§ **Vorliegender Auszug**
++++++++++++++++++++

Abstimmung Pflegefinanzierungs-Initiative

Jeder Luzerner zahlt 442 Franken für Pflege

Wenn alte Menschen Pflege brauchen, kann es rasch sehr teuer werden. (Bild: Emanuel Ammon/AURA)

Städter zahlen über 400, andere nur gut 30 Franken für die Pflege älterer Menschen. Dies ist ungerecht, finden die Macher der Initiative «Für eine gerechte Aufteilung der Pflegefinanzierung», über die am 15. November abgestimmt wird. Ausser der SVP sind alle dagegen, dennoch rechnen sich die Initianten gute Chancen aus.

Seit vier Jahren ist die neue Pflegefinanzierung in Kraft. Die Luzerner Gemeinden müssen seither die Kosten der Pflegefinanzierung aus eigener Tasche bezahlen. Und das ist ein ziemlicher Brocken: 108,3 Millionen Franken berappten die 83 Gemeinden letztes Jahr dafür. Die Pflegefinanzierungskosten für die Gemeinden sind somit rund 25 Mio. Franken höher als von der Regierung bei der Verabschiedung des Gesetzes vor einigen Jahren im Kantonsrat prognostiziert. Viel zu viel, findet das Komitee, welches sich mit seiner Initiative gegen die geltende Regelung wehrt. Der Kanton solle sich zur Hälfte an den Kosten beteiligen. Und so die ohnehin strapazierten Gemeindefinanzen entlasten helfen, so die Forderung der Initianten.

++++++++++++++++++++

§ **Bereitgestellte Datensätze**
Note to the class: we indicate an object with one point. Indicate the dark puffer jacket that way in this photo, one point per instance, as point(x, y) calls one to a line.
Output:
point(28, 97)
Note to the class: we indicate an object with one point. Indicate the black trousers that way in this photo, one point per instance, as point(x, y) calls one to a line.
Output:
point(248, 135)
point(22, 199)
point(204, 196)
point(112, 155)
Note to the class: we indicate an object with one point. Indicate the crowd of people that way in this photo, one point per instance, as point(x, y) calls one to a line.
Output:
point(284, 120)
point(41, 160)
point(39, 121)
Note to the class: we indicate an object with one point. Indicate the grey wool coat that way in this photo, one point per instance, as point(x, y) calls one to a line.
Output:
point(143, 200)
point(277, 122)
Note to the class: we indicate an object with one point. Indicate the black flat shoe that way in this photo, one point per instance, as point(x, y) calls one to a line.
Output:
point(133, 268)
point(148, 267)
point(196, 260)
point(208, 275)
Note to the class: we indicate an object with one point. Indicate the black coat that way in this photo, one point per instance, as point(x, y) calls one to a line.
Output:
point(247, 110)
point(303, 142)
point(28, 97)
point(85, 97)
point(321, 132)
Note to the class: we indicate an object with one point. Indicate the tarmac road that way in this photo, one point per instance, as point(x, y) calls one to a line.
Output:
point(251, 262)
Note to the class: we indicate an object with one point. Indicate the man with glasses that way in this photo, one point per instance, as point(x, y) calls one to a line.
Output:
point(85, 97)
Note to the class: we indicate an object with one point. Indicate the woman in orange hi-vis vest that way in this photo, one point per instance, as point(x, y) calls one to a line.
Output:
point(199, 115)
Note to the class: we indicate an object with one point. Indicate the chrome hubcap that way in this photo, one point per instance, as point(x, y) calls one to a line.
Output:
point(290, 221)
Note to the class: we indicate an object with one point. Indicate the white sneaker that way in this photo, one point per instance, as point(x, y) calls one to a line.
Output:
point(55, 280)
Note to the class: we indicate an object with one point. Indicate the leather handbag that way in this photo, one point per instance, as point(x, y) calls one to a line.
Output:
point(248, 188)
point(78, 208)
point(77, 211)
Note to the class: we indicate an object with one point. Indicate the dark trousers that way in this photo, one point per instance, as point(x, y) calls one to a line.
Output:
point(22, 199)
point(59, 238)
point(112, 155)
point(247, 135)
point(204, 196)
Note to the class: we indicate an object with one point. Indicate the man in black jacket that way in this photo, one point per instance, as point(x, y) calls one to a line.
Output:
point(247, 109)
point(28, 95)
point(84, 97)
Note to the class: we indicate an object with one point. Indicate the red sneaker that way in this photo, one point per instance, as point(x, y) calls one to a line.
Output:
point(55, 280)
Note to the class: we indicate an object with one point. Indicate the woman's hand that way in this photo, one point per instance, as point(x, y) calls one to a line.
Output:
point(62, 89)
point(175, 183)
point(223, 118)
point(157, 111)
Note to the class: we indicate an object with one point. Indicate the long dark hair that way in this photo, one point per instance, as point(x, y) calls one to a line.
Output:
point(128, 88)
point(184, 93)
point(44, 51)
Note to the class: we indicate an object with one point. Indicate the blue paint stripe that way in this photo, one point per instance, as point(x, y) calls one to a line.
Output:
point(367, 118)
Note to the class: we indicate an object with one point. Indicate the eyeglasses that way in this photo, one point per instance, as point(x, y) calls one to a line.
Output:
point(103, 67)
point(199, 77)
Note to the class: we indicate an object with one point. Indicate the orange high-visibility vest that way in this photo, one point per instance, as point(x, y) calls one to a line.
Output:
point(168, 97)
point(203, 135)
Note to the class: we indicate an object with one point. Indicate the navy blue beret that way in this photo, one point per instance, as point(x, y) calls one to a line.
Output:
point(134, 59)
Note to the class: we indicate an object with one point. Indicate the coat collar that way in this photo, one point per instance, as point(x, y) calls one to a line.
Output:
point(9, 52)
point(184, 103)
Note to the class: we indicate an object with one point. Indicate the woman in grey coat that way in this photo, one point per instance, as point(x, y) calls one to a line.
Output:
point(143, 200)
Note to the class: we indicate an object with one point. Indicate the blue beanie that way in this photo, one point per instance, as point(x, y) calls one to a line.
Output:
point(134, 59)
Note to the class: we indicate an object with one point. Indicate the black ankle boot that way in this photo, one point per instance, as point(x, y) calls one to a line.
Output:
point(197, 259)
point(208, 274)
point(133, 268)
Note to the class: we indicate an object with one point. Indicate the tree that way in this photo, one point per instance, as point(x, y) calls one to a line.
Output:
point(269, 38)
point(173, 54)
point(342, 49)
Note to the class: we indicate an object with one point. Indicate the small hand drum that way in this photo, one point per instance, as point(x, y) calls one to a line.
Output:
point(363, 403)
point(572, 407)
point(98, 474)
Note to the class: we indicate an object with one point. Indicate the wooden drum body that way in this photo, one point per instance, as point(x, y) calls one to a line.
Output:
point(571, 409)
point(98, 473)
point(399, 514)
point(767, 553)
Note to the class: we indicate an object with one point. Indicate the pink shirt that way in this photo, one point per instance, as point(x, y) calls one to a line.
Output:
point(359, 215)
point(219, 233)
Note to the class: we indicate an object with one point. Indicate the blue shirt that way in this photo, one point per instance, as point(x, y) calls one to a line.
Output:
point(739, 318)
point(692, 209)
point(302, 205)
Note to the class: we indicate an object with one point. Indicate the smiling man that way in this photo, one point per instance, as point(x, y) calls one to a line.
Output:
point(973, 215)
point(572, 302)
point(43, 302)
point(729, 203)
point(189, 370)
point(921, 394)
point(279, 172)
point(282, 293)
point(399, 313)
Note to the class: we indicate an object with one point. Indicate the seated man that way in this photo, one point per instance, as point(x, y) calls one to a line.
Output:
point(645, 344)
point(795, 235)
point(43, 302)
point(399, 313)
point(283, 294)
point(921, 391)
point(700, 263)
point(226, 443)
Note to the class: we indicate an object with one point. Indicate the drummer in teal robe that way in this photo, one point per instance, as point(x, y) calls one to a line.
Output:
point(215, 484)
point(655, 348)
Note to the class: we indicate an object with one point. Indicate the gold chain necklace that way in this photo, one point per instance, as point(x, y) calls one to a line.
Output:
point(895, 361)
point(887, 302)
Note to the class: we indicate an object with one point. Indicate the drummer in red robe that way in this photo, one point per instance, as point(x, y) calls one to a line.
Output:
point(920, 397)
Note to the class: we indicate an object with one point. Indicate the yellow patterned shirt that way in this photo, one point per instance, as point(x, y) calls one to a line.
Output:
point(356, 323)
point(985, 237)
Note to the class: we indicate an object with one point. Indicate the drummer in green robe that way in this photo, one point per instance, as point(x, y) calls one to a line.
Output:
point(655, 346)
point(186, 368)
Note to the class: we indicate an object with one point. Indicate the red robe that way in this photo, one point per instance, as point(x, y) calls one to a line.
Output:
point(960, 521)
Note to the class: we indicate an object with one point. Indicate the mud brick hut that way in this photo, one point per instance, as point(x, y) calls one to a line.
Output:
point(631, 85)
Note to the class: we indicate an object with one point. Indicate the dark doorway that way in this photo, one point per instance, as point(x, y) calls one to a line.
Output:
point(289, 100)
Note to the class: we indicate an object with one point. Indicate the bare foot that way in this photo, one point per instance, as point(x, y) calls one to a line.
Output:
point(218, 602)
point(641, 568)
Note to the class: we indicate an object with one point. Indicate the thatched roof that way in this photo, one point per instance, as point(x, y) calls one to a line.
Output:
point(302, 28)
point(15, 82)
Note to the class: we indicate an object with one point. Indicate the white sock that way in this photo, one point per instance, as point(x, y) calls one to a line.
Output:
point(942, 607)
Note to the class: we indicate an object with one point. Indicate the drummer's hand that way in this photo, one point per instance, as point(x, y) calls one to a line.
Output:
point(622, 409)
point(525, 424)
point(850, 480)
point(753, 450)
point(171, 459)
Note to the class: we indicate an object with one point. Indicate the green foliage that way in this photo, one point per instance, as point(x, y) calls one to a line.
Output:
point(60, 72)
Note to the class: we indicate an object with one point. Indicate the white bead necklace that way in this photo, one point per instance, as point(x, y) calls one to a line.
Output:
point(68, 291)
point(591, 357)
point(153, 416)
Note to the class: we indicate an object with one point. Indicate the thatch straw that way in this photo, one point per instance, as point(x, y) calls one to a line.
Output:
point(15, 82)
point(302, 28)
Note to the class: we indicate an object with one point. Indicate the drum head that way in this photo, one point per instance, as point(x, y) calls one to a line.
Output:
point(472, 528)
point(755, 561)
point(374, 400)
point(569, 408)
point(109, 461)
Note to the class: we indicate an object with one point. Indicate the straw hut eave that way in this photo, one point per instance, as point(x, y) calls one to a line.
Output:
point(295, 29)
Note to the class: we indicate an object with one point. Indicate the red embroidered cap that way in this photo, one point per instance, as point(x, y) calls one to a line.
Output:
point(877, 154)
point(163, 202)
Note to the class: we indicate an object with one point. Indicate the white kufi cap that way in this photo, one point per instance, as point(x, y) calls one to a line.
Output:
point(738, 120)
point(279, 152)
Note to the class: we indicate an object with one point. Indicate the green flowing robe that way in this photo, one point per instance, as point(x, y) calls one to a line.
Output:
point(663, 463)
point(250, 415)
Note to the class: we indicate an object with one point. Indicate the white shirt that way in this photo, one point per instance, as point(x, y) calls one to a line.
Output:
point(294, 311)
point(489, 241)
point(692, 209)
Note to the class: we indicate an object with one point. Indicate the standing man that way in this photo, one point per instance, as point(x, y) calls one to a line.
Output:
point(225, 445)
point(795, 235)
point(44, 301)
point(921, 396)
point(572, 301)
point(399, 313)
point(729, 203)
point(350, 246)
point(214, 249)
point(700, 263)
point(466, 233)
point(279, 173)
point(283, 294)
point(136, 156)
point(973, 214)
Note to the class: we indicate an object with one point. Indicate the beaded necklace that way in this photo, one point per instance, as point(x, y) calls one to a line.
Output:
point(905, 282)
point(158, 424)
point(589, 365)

++++++++++++++++++++

§ **Zu erledigende Aufgaben**
1. Geben Sie den Text über die Luzerner Pflegefinanzierung wortgetreu wieder, beginnend bei „Wenn alte Menschen“ und endend bei „gute Chancen aus.“.
2. Führen Sie den Text über die Luzerner Pflegefinanzierung im Anschluss an seinen letzten Satz weiter.

§ **Erwartete Ergebnisse**
1.
Wenn alte Menschen Pflege brauchen, kann es rasch sehr teuer werden. (Bild: Emanuel Ammon/AURA)

Städter zahlen über 400, andere nur gut 30 Franken für die Pflege älterer Menschen. Dies ist ungerecht, finden die Macher der Initiative «Für eine gerechte Aufteilung der Pflegefinanzierung», über die am 15. November abgestimmt wird. Ausser der SVP sind alle dagegen, dennoch rechnen sich die Initianten gute Chancen aus.

2.
«Man kann nicht alle Kosten auf die Gemeinden abwälzen.»

Bernhard Steiner, SVP-Kantonsrat

«Höchst ungerecht»

Am 15. November wird über die Initiative des überparteilichen, SVP-nahen Komitees abgestimmt. Die Regierung, der Kantonsrat und die Grünen lehnen die Initiative ab. Die SVP und die Jungfreisinnigen haben die Ja-Parole gefasst. Die Parolenfassung der übrigen Parteien ist noch ausstehend. Die Initianten sind dennoch zuversichtlich und hoffen auf ein Ja der Bevölkerung. «Wir rechnen uns durchaus Chancen aus», sagt SVP-Kantonsrat Bernhard Steiner aus Entlebuch. Die Gemeinden und ihre Finanzen liegen den Menschen nahe. Und: «Man kann nicht alle Kosten auf die Gemeinden abwälzen», so Steiner.

Das Problem am heutigen System ist vor allem die grosse Ungerechtigkeit und Ungleichheit unter den Gemeinden, finden die Initianten. In der Stadt Luzern fielen letztes Jahr 35,7 Millionen Franken an Pflegekosten an – das macht pro Einwohner rund 442 Franken jährlich aus. Ganz anders sieht es etwa in Meierskappel aus: Dort musste pro Bürger nur 35 Franken für die Pflege bezahlt werden. «Das ist über zehn mal weniger und damit höchst ungerecht», findet Steiner.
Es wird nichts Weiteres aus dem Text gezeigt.